### OBJECTIVE 1
According to the news report on Ant's possible IPO revival below, at what value did Warburg Pincus put Ant at end-March?

A revival of the IPO may also mark a rehabilitation of sorts for Ma, who has been maintaining a low public profile since Beijing swooped.

Easing Efforts

Chinese Vice-Premier Liu He last month told tech executives the government supported the development of the sector and will back firms pursuing listings at home and abroad.

In another sign of Beijing’s softer stance, China’s ride-hailer Didi Global, which has been under a cybersecurity probe since last year, is in advanced talks to buy a third of a state-backed electric-vehicle maker, Reuters reported on Wednesday.

News of the talks comes after the Wall Street Journal reported on Monday that Chinese regulators are set to conclude their investigations into Didi, which could offer more hope to investors about its recovery.

Bloomberg reported earlier on Thursday that Chinese financial regulators had started early stage talks on a potential revival of Ant’s stock market debut, without mentioning a timeline.

The top securities regulator had established a team to reassess the share sale plans, Bloomberg reported.

The regulator later said in a statement it had not conducted any assessment or research work regarding an Ant IPO.

The U.S. listed shares of Alibaba, which owns nearly one-third of Ant, were down 7% after earlier rising as much as 7% in pre-market trading on the Bloomberg report.

U.S. private equity firm Warburg Pincus, a big investor in Ant’s 2018 private fundraising, lowered its valuation of Ant to about $180 billion at end-March from $221 billion one year earlier, a separate source said.

The regulators have directed Ant to restructure as a financial rather than tech firm, and sources and analysts have said the financial sector typically carries lower valuations.

Warburg Pincus declined to comment on Thursday.

“The size of Ant and the IPO will have to be smaller than what was planned in 2020 because the market conditions have changed and cannot be compared to now,” said Dickie Wong, executive director of Kingston Securities in Hong Kong.

U.S.-listed shares of Chinese tech and e-commerce firms including Didi and Alibaba have gained this week on hints Beijing’s one-and-a-half year long crackdown may be easing.

### GIVEN INFORMATION

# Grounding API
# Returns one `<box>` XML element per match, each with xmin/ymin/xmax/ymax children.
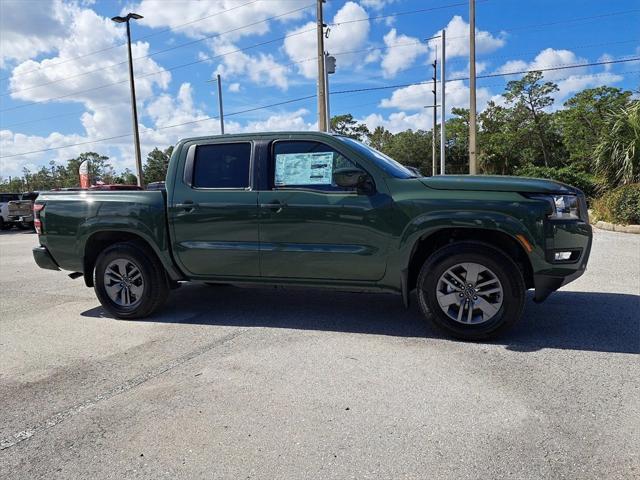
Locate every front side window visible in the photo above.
<box><xmin>193</xmin><ymin>143</ymin><xmax>251</xmax><ymax>188</ymax></box>
<box><xmin>336</xmin><ymin>135</ymin><xmax>421</xmax><ymax>178</ymax></box>
<box><xmin>272</xmin><ymin>141</ymin><xmax>355</xmax><ymax>191</ymax></box>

### OBJECTIVE 2
Copy out each line of the records above that contains the string "xmin".

### COMPLETE OUTPUT 1
About $180 billion.

### COMPLETE OUTPUT 2
# Returns one `<box>` XML element per match, each with xmin/ymin/xmax/ymax children.
<box><xmin>193</xmin><ymin>143</ymin><xmax>251</xmax><ymax>188</ymax></box>
<box><xmin>336</xmin><ymin>135</ymin><xmax>421</xmax><ymax>178</ymax></box>
<box><xmin>272</xmin><ymin>141</ymin><xmax>355</xmax><ymax>191</ymax></box>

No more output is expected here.